TASK TO CARRY OUT> Copy every line of the records below that contains the string "wildflower". Matching is case-sensitive.
+++++
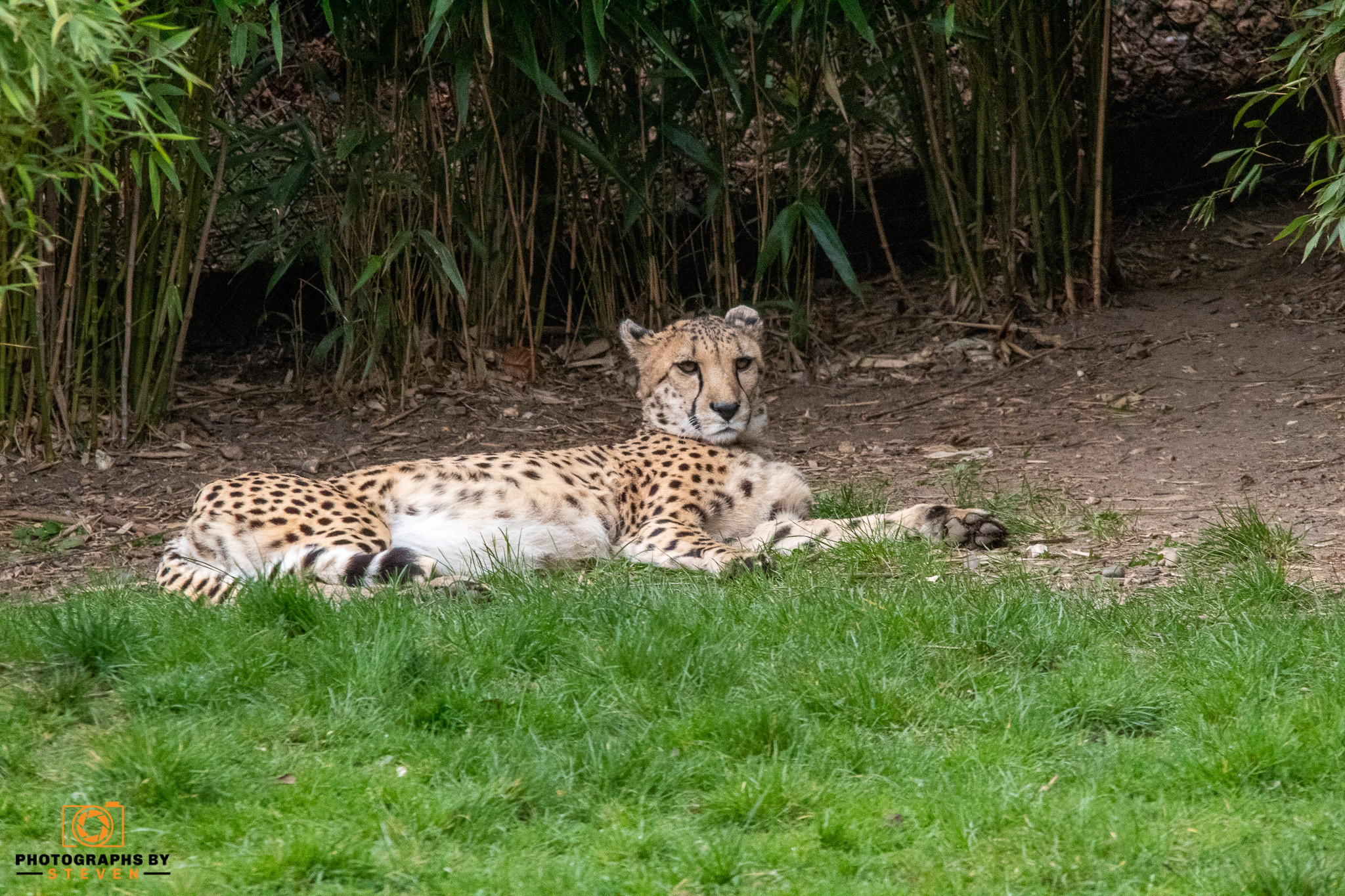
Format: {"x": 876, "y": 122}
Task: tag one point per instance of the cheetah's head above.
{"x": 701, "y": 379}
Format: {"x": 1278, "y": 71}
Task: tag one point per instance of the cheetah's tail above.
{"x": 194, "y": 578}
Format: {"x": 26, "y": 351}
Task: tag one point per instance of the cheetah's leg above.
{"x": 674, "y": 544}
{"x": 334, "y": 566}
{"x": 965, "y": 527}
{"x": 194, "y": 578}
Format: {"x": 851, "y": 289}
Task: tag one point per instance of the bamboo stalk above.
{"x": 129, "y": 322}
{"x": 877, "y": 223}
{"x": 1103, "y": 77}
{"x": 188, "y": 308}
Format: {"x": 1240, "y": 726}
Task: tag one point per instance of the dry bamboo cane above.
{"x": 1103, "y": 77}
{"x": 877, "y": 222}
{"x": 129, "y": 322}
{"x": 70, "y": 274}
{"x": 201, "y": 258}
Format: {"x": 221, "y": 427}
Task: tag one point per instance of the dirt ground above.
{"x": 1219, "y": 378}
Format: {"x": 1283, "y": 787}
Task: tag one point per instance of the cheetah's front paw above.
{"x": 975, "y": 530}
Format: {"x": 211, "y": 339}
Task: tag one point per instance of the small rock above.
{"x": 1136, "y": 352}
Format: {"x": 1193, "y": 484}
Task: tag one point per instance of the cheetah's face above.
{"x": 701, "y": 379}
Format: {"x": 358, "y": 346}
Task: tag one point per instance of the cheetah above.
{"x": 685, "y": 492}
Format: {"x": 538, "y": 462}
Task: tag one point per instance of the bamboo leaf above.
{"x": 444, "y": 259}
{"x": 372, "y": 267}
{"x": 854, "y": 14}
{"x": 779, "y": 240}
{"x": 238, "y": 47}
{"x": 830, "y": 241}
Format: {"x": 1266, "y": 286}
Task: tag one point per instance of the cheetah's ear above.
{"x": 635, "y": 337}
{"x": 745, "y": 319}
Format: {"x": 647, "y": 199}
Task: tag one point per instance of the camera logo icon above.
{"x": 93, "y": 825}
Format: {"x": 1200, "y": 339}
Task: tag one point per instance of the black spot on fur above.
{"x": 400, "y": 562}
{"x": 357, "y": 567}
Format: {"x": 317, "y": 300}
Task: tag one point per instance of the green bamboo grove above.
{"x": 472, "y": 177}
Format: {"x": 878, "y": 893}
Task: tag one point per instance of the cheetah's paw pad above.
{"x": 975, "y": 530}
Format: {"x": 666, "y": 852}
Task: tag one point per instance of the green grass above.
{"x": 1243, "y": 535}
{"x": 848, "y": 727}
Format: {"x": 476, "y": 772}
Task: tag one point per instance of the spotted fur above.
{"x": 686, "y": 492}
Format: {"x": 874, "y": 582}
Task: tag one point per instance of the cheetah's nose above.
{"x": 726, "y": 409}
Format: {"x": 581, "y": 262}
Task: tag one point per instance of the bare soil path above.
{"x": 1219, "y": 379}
+++++
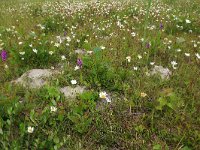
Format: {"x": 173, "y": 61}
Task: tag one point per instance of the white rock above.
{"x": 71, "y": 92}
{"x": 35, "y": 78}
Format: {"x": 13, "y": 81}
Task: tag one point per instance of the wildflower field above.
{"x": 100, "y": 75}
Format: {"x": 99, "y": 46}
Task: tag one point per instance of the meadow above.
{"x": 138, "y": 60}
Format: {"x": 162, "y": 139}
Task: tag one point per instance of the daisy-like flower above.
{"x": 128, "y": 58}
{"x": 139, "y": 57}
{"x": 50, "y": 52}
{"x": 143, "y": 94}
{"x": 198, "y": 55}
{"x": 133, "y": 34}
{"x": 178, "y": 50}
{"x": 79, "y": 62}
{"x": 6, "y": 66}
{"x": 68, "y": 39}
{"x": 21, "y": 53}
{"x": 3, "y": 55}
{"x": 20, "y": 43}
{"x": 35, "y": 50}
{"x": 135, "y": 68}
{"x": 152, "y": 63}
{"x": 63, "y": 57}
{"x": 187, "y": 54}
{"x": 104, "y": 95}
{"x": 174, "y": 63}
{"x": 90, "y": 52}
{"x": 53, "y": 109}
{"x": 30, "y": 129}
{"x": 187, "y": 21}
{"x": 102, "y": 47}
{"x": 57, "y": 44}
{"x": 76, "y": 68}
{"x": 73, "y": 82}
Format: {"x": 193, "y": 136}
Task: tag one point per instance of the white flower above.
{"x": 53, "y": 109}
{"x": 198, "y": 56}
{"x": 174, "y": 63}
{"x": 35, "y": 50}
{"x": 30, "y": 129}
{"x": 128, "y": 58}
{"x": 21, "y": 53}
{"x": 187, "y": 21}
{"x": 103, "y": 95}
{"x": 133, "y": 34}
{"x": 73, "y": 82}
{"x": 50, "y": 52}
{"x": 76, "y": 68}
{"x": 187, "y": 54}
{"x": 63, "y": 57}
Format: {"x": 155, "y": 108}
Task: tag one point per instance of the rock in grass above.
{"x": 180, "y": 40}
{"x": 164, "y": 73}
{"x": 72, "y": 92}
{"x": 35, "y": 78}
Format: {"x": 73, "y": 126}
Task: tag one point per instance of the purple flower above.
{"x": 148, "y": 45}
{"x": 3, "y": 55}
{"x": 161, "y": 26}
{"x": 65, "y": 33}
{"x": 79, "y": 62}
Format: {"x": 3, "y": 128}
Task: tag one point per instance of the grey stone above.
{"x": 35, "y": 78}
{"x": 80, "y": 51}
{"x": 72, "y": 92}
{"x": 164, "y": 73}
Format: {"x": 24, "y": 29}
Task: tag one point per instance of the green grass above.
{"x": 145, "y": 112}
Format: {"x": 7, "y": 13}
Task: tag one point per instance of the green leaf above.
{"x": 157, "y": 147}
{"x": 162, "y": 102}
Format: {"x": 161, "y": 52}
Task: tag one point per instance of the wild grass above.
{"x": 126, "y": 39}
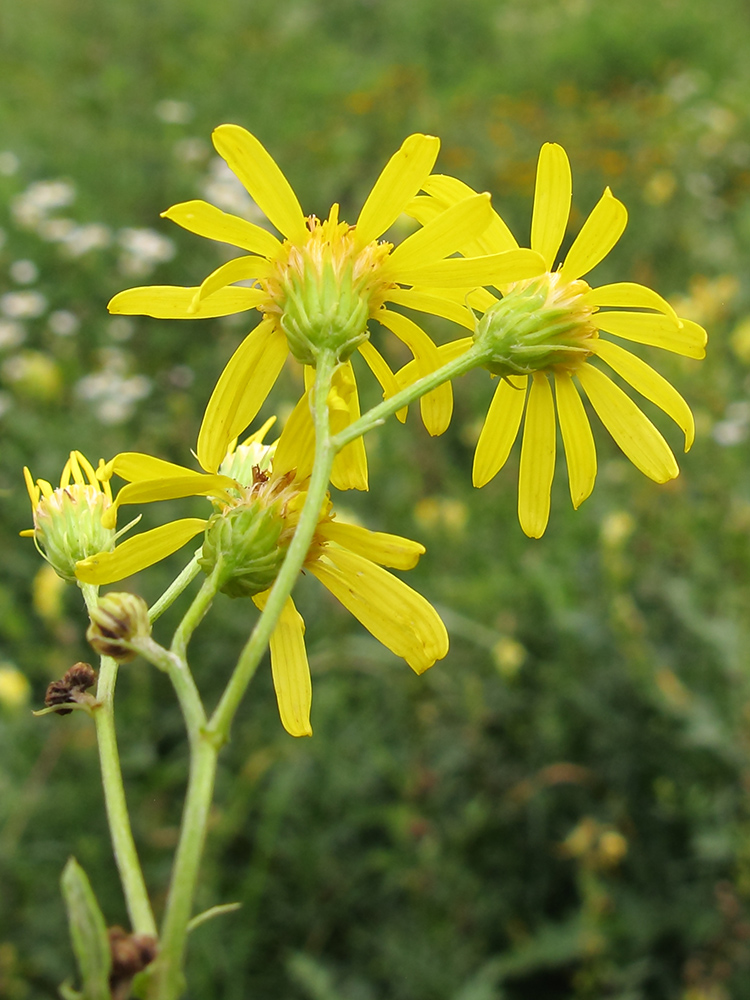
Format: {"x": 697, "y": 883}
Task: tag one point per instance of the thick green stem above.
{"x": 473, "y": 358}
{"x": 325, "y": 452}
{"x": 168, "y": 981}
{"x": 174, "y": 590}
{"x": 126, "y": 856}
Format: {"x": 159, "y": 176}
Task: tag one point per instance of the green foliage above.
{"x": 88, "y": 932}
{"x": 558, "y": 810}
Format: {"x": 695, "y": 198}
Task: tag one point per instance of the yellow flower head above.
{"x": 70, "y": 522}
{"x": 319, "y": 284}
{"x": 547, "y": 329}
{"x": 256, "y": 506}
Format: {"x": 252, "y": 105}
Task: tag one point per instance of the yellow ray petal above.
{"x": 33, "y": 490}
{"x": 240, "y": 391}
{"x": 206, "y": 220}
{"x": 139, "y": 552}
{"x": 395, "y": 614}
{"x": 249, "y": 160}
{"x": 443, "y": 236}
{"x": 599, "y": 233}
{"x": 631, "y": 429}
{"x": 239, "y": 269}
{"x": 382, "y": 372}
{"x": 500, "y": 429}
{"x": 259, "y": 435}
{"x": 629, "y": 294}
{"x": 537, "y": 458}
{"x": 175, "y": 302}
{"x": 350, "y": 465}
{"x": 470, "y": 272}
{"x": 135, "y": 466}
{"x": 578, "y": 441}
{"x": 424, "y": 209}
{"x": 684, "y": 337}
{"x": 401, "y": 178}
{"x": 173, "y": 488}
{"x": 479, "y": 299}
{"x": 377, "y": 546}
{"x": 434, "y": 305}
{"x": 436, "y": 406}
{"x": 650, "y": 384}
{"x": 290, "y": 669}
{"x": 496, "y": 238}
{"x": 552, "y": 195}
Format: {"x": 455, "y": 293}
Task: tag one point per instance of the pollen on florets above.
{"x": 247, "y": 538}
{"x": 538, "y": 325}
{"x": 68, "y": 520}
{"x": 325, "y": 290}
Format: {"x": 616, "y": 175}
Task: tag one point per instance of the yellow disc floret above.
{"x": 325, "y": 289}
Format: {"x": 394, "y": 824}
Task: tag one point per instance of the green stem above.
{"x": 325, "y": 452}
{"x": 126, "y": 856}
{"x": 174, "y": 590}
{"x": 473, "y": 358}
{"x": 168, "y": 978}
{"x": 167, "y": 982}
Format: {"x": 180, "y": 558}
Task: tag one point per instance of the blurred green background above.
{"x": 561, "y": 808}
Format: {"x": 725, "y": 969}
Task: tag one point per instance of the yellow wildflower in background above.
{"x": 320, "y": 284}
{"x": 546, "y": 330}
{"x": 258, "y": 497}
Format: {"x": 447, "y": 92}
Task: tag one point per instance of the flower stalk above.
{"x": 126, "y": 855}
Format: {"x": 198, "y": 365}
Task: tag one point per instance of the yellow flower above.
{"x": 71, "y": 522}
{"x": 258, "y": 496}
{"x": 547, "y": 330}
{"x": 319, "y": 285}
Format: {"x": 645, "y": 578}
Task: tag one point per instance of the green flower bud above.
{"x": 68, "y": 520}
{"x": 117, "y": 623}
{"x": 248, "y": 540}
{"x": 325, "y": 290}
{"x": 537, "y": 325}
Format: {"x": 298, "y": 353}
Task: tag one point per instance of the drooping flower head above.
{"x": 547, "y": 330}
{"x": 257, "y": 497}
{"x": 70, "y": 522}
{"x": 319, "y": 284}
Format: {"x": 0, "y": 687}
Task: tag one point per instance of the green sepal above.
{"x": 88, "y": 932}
+++++
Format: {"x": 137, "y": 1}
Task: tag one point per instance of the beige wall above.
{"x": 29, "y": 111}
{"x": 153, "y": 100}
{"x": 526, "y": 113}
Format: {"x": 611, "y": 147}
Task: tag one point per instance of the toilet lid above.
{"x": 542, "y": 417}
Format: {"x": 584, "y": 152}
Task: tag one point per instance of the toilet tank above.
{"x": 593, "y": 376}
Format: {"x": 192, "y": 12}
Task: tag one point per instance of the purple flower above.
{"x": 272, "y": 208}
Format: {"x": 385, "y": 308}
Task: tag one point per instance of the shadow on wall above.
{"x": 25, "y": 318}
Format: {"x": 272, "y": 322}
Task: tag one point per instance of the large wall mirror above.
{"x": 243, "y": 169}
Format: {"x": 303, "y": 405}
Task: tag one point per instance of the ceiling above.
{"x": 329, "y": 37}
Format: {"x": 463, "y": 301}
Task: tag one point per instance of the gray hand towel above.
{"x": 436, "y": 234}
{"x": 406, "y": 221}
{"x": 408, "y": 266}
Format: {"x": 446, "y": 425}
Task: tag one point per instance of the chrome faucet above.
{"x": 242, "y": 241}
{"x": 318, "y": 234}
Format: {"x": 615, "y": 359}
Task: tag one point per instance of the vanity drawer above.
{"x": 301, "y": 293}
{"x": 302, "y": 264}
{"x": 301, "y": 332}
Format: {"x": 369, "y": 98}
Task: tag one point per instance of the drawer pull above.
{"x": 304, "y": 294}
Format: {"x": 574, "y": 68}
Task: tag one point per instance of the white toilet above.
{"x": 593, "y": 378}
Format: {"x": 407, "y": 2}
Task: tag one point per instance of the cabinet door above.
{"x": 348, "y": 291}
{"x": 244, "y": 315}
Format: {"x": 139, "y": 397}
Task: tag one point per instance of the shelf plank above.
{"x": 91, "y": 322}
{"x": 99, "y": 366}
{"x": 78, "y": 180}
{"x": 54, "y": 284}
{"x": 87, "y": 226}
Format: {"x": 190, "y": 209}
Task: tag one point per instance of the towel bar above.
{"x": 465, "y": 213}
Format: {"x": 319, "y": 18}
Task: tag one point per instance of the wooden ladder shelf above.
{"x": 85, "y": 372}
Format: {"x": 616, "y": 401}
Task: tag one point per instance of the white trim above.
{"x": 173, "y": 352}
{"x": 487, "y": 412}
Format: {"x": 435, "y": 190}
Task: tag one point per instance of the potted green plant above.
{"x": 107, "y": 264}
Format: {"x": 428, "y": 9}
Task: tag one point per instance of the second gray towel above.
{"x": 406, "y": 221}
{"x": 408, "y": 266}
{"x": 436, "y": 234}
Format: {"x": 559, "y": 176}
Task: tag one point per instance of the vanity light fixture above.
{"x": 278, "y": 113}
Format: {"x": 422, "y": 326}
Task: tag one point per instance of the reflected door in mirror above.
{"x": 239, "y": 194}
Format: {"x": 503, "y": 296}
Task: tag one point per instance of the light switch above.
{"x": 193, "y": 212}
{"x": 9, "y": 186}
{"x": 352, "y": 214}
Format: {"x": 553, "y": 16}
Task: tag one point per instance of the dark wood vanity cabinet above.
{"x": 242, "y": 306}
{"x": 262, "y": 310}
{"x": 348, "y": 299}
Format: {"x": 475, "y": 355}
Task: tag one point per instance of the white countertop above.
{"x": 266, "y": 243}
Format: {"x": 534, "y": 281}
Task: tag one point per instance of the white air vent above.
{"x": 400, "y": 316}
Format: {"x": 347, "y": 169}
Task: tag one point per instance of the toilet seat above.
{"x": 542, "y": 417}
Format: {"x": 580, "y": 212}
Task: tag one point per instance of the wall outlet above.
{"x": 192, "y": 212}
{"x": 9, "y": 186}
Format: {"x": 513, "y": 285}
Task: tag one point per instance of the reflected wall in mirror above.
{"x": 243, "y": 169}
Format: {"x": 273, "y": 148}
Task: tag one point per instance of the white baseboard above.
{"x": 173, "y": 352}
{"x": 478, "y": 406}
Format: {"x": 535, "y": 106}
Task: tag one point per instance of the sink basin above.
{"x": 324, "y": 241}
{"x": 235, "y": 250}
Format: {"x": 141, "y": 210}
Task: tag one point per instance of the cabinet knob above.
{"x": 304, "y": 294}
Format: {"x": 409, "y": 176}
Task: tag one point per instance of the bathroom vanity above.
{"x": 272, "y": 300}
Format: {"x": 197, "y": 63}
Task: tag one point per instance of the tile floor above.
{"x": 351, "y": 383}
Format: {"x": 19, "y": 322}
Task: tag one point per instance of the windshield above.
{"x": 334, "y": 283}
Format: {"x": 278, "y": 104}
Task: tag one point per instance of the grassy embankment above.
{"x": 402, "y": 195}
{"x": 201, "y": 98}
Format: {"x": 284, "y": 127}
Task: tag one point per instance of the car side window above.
+++++
RESULT FOR THIS TASK>
Task: tag one point per instance of the wildflower field above.
Task: tag one point per instance of the yellow wildflower in background above.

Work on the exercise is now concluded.